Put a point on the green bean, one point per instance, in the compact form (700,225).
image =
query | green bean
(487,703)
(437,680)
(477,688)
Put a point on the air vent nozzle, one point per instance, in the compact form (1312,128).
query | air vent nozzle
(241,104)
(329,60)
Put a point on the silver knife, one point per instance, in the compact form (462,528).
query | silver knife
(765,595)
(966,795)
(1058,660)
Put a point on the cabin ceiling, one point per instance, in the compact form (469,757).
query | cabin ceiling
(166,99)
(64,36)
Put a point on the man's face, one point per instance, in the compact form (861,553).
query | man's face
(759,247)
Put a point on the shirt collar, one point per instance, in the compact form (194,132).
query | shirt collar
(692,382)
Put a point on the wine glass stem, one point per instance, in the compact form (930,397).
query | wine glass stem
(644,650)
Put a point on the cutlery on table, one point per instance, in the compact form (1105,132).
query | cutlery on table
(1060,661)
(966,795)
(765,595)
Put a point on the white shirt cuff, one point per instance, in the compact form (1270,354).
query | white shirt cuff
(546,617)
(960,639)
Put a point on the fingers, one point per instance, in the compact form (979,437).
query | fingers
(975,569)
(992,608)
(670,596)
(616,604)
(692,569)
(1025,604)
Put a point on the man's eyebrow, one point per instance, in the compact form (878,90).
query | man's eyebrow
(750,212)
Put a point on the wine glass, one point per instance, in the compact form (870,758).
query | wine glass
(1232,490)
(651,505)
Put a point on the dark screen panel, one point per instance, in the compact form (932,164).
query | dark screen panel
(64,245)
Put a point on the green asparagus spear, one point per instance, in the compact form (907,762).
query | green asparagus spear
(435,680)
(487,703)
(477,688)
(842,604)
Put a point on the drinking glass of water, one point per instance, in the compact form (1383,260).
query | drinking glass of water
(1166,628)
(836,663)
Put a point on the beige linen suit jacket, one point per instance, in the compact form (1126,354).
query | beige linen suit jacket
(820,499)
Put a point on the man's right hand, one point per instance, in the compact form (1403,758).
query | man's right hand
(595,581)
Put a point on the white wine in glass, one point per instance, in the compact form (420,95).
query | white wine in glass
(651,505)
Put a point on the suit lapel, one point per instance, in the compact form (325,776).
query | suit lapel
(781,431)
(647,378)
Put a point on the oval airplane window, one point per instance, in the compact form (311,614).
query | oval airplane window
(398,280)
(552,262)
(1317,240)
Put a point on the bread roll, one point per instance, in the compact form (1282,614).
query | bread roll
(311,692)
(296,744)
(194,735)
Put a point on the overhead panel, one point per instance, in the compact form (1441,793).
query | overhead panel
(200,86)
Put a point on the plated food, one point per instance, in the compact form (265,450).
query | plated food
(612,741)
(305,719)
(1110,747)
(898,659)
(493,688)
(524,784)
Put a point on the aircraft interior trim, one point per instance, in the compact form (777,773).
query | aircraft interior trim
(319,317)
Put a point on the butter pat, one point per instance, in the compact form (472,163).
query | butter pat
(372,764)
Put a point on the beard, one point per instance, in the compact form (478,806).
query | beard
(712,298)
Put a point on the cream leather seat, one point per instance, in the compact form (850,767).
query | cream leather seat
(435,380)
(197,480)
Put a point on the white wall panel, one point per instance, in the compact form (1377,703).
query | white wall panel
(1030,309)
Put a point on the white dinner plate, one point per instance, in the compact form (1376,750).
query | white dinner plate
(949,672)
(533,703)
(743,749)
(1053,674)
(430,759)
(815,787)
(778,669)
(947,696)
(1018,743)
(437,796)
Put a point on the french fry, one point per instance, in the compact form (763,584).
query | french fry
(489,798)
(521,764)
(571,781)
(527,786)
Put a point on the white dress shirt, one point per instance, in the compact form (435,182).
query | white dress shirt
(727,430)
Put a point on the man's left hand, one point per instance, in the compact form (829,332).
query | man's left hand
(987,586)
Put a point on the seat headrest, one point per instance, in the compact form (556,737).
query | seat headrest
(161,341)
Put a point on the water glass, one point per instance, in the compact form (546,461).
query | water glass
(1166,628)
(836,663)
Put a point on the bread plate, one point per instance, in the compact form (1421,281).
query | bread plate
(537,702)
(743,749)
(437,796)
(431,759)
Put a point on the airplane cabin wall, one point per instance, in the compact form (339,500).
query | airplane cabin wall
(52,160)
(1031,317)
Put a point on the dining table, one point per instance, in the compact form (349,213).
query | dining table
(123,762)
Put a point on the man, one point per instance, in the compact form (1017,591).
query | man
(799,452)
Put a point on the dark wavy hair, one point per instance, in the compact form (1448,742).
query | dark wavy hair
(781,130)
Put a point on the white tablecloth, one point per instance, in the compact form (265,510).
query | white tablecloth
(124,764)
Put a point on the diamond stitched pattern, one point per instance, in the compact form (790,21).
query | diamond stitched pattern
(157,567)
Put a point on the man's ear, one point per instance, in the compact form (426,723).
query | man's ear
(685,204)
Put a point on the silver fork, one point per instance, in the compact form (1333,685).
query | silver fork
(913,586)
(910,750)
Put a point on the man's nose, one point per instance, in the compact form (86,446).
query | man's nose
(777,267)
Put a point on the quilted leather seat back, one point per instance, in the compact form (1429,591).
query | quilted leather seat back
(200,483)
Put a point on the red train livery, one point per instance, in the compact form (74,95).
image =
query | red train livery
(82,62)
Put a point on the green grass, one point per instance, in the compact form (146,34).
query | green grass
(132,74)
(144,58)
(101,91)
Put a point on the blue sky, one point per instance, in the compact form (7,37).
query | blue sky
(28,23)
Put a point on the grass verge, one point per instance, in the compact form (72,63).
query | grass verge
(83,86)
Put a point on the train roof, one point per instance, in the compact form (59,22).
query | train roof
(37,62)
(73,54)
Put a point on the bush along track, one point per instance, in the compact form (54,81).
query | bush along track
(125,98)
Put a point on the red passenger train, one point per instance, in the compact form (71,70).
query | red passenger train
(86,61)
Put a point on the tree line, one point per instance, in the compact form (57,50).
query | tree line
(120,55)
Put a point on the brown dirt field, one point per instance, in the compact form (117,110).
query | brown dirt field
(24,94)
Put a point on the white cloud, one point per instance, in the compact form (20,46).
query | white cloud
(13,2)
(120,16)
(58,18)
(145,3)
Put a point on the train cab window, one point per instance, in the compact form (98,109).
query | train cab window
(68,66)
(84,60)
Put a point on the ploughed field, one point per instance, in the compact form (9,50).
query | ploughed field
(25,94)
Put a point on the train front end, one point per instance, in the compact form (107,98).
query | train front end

◆ Work item ◆
Repeat the entries shown above, every one, word for word.

◆ Response for this exercise ◆
Put a point on the green bean, one point per instance, in the compact form (700,225).
image =
query | green bean
(487,703)
(437,680)
(477,688)
Put a point on the air vent nozzle, one point per instance, in the compact form (1312,128).
query | air vent nozzle
(241,104)
(329,60)
Put a point on the silver knife, one point per instance, in the compact form (462,528).
query | silver knife
(765,595)
(966,795)
(1058,660)
Put a point on the cabin ceiling, one point per instance, in the compact form (469,757).
query | cabin ceiling
(166,99)
(64,36)
Put a point on the man's face, one point per instance, in the compact form (861,553).
query | man's face
(759,247)
Put a point on the shirt collar, one point per instance, in the compact form (194,132).
query | shirt collar
(692,382)
Put a point on the wine glass stem, one point per instance, in the compact form (930,397).
query | wine glass stem
(644,650)
Put a point on the cutlery on table, one point per instance, in the compact form (1105,132).
query | cutlery on table
(1060,661)
(966,795)
(765,595)
Put a point on the white shirt cuff, one point per instance, in the compact form (1270,354).
query | white shirt cuff
(546,617)
(960,639)
Put a point on the fingers, one point per instance, in the compact form (979,437).
query | fingers
(975,569)
(992,608)
(670,596)
(616,604)
(692,569)
(1025,604)
Put a point on the man's eyebrow, one point per instance, in the compact form (878,90).
query | man's eyebrow
(750,212)
Put a point on the wine glass, one point per instance, in the compact form (870,758).
query | wine glass
(1232,490)
(651,505)
Put a point on the dark screen panel, one point per instance, in the compact form (932,164).
query | dark screen panel
(64,245)
Put a point on the green asparagus spear, one point per instance, in the compact form (907,762).
query | green asparagus spear
(435,680)
(487,703)
(477,688)
(842,604)
Put a point on the drinking glass of water, one point per instance, in the compact form (1383,260).
query | drinking glass of water
(1166,628)
(836,663)
Put a point on the beige linen suit jacket, one point per instance, in the compact form (1126,354).
query | beige linen suit jacket
(820,499)
Put a point on the man's right hand, one point per instance, in the compact form (1403,758).
query | man's right hand
(595,581)
Put a point on the white wine in glass, one point per instance, in the compact form (420,95).
query | white wine in glass
(651,505)
Put a point on the suit lapel, one point per instance, in the compact form (325,776).
query | suit lapel
(781,431)
(647,378)
Put a point on the oval airplane window, one point per instance, in the compact form (311,614).
query | oval airplane window
(398,280)
(552,262)
(1317,240)
Put a point on the bread roll, one point per instance, in the compact form (1282,614).
query | bread roll
(311,692)
(296,744)
(194,735)
Put a point on the overhead panel, one point per instance, in the compact form (1441,793).
query | overhead panel
(200,86)
Put a point on the plated food, one point per instance, in the compact form (265,450).
query | plated food
(612,741)
(305,719)
(1110,747)
(898,659)
(493,688)
(524,784)
Put a point on the aircraft interior trim, one point per instance, in the compact form (777,773).
query | aircraft interior trim
(319,317)
Put a point on the butter pat, one point per instance, in the compact form (472,163).
query | butter pat
(372,764)
Put a point on the beard, one point per instance, in the compact form (478,806).
query | beard
(712,298)
Put a point on the cream leather seat, one point per instance, in the compact form (850,767).
query | cream leather seat
(435,380)
(197,480)
Put a point on the white wall panel, one point per instance, in the compact form (1377,703).
query | white wall panel
(1030,309)
Put a point on the white dinner plate, one point per instance, in the compact form (1376,750).
query | white dinner plate
(949,672)
(533,703)
(743,749)
(1053,674)
(430,759)
(815,787)
(778,669)
(947,696)
(1018,743)
(437,796)
Put a point on the french fry, one point per instance, in the compact form (763,584).
query | french fry
(489,798)
(521,764)
(571,781)
(527,786)
Put a point on the white dress shirt, one point per instance, in the compact form (435,182).
query | white dress shirt
(727,430)
Put a point on the man's left hand, one point per instance, in the compact form (829,332).
query | man's left hand
(987,586)
Put a point on the seat headrest, one point per instance, in the compact form (556,737).
query | seat headrest
(161,341)
Put a point on the water glass, one point per instance, in the compact form (546,461).
query | water glass
(1166,628)
(836,663)
Put a point on the bread plate, one point per instance, in the compact form (1421,281).
query | bread plate
(537,702)
(743,749)
(437,796)
(431,759)
Put a point on the airplane cabin wall, one point per instance, in the compact form (339,500).
query | airplane cabin wall
(52,160)
(1031,317)
Put a point on the dining table, one point per instance, in the compact form (349,213).
query | dining table
(123,762)
Put a point on the man, one point per instance, in the compact form (1017,591).
query | man
(799,452)
Put a point on the dark wavy hair, one point per instance, in the compact form (1448,742).
query | dark wavy hair
(781,130)
Put a point on the white tablecloth, one point per instance, in the compact form (265,510).
query | white tablecloth
(124,764)
Put a point on the diamond stitched pattern, one point per instance, in the compact form (790,21).
query | diamond stitched pattern
(157,567)
Put a point on the man's ear, one point per instance, in the compact form (426,723).
query | man's ear
(685,204)
Put a point on the silver fork, one point per instance, in the compact form (1333,685).
query | silver fork
(913,586)
(910,750)
Put a point on the man's nose, one point per instance, in the compact form (86,446).
query | man's nose
(777,267)
Put a point on the quilted leather seat back, one point per instance, in the compact form (1429,591).
query | quilted leather seat back
(200,483)
Put a point on the red train livery, one point per instance, in the compact form (74,95).
image =
query | red train livery
(82,62)
Put a point on the green grass, one point per instance, in the compact form (146,34).
query | green grass
(132,74)
(144,58)
(101,91)
Put a point on the blue sky, one point per instance, in the compact form (7,37).
query | blue sky
(28,23)
Put a point on the grass verge, one point per instance, in the compact form (72,63).
query | grass verge
(83,86)
Put a point on the train roof, one point per instance, in the compact form (59,22).
query | train roof
(37,62)
(73,54)
Put a point on the bush along track, one point per instance, in the compact form (54,81).
query | bush along track
(125,98)
Put a point on the red passenger train, one point per instance, in the compact form (71,70).
query | red passenger train
(86,61)
Put a point on the tree line, one point per instance, in the compact form (57,50).
query | tree line
(120,55)
Put a point on the brown dirt field, one point per instance, in the compact form (117,110).
query | brown dirt field
(24,94)
Put a point on the white cloud, one point per instance, in the compact form (20,46).
query | white cloud
(13,2)
(120,16)
(58,18)
(145,3)
Put a point on the train cab window, one point per instance, in the compact form (98,109).
query | train cab window
(68,66)
(84,60)
Put a point on the ploughed field, one point per instance, in the compact form (9,50).
query | ploughed field
(25,94)
Put a point on the train front end, one point per instance, in the compact form (107,98).
query | train front end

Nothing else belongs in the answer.